--- Document excerpt ---

ALPHARETTA, Ga. (ABP) — The North American Mission Board of the Southern Baptist Convention will cease endorsing women to chaplain positions “where the role and function of the chaplain would be seen the same as that of a pastor.”
The move will apparently bring an end to the SBC's endorsement of new female chaplains for the military but apparently will not prevent women from serving as hospital chaplains.
NAMB trustees took the action during their Feb. 4 meeting, where they noted military and federally employed women chaplains serve in a pastoral role because they administer the Lord's Supper and baptism, preach, counsel and perform weddings and funerals. Ordaining women to minister in that capacity would be inconsistent with the “spirit of the Baptist Faith and Message 2000,” according to Terry Fox, NAMB trustee chairman and pastor of Immanuel Baptist Church in Wichita, Kan. The document limits “the office of pastor” to men.
The move will affect new Southern Baptist women chaplains in the military, the Federal Bureau of Prisons and the Department of Veteran Affairs. Outside military and federal roles, chaplains are not viewed as pastors by the SBC, Fox said.
Following discussions with military and civilian chaplains, the trustees came to understand soldiers often view military chaplains as pastors, Fox said. Soldiers look to the ministers for counseling, weddings, funerals, preaching and baptisms.
“If you think the military chaplain is not seen as a pastor, you're kidding yourself,” Fox said.
He argued that pastoral role sets military chaplains apart from those who work in other venues such as health care.

--- Information provided ---

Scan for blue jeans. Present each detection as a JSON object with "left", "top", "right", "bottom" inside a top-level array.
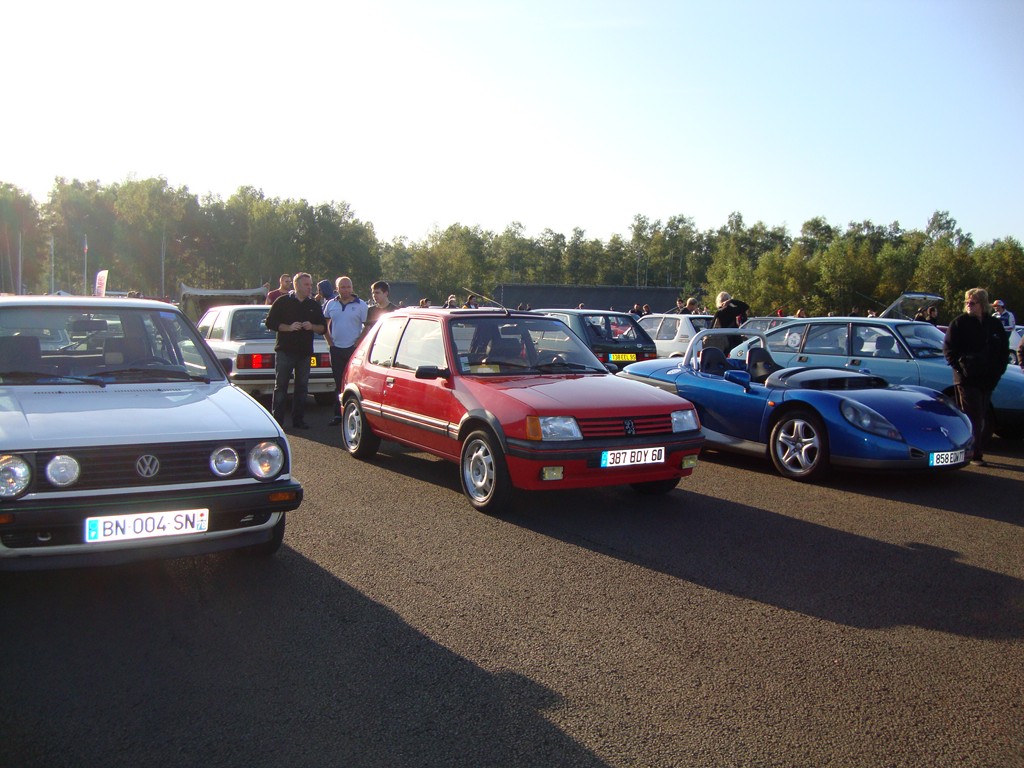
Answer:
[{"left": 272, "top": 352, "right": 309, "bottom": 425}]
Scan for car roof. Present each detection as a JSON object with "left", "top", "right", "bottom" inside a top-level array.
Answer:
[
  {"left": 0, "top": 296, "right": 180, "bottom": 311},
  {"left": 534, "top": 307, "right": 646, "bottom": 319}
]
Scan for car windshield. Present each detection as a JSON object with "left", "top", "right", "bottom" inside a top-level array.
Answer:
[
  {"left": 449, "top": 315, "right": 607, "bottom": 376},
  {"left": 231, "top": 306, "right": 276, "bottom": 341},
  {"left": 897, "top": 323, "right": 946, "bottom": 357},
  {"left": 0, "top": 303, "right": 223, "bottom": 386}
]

---
--- Information provided ---

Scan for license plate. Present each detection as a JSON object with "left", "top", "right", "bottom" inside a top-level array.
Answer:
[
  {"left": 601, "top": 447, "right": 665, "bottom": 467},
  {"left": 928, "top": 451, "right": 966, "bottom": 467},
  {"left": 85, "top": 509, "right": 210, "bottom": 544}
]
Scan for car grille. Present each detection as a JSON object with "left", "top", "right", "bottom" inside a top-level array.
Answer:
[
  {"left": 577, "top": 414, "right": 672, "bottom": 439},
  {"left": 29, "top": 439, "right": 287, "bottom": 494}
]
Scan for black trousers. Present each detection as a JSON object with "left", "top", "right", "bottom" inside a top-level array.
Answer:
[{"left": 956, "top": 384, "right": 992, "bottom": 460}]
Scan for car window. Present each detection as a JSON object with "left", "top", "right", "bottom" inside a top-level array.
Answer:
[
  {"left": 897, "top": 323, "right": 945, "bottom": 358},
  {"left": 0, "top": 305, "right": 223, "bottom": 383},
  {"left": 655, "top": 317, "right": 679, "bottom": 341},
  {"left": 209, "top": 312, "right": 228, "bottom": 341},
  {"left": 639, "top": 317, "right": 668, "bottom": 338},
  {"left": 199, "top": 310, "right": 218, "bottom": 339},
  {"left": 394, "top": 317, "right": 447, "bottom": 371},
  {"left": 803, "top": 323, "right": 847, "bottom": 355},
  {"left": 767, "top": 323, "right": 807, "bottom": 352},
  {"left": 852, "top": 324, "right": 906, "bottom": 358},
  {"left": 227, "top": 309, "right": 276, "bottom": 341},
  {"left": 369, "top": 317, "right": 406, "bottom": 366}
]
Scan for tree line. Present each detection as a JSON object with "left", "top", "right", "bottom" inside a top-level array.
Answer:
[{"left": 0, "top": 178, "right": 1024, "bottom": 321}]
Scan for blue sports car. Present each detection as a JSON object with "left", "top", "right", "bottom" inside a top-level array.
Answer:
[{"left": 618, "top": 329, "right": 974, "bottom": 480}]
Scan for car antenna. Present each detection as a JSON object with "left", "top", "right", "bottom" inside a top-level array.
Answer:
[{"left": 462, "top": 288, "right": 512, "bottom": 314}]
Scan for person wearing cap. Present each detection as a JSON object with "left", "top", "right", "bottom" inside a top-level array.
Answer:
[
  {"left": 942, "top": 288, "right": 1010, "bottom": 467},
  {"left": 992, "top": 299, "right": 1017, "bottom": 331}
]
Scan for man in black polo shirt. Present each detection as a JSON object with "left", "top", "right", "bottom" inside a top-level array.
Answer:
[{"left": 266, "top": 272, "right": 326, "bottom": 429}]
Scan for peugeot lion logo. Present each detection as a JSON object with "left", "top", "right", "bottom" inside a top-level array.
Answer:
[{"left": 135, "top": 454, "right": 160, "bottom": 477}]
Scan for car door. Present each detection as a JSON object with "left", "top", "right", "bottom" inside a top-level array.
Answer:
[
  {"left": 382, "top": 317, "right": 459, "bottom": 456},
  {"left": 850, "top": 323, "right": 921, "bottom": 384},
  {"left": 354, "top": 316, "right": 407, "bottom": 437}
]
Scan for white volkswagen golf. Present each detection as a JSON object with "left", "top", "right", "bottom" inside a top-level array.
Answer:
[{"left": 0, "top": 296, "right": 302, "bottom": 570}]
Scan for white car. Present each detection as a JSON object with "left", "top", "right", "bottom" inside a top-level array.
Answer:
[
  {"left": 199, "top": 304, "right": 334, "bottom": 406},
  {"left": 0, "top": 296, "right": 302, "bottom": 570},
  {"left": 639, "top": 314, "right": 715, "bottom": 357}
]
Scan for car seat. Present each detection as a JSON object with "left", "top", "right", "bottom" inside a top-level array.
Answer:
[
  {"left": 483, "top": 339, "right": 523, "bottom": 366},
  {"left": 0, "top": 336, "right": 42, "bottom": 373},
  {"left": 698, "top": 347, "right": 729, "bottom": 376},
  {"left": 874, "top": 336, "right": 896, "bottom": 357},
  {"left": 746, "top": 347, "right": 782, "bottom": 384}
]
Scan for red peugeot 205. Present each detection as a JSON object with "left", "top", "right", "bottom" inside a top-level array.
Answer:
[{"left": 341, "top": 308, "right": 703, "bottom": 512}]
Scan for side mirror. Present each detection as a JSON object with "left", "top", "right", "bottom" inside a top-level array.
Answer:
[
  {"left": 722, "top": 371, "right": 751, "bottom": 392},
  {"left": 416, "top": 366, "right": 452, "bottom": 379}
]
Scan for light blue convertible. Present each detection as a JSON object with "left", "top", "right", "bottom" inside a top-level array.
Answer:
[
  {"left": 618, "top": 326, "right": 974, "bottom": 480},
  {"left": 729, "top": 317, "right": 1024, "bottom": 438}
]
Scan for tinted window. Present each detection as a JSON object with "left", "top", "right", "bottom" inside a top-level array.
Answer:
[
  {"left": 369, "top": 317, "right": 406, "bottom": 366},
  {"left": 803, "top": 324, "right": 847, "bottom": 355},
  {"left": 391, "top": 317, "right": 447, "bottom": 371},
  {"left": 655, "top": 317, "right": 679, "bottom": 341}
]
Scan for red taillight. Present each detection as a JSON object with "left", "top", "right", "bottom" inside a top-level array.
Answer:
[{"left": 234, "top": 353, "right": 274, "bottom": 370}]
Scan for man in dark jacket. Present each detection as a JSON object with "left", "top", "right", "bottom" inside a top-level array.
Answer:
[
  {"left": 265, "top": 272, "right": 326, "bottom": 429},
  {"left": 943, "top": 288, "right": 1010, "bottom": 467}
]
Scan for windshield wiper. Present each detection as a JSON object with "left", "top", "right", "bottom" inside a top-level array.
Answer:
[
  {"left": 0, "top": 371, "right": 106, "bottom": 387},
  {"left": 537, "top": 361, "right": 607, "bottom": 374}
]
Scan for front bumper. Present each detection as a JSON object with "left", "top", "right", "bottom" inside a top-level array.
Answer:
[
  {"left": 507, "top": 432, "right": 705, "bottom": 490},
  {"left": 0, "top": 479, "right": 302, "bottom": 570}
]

---

▶ [What you need to do]: In two sentences, how would you summarize the article on Southern Baptist women chaplains? The records come from a separate source.

▶ [Solution to the problem]: The North American Mission Board of the Southern Baptist Convention will stop endorsing women for chaplain positions in which the chaplain's role would be seen as the same as a pastor's, a move affecting new women chaplains in the military, the Federal Bureau of Prisons and the Department of Veteran Affairs but apparently not hospital chaplains. At their Feb. 4 meeting, trustees noted that military and federally employed women chaplains serve in a pastoral role by administering the Lord's Supper and baptism, preaching, counseling and performing weddings and funerals, and trustee chairman Terry Fox said ordaining women for that role would be inconsistent with the spirit of the Baptist Faith and Message 2000, which limits the office of pastor to men.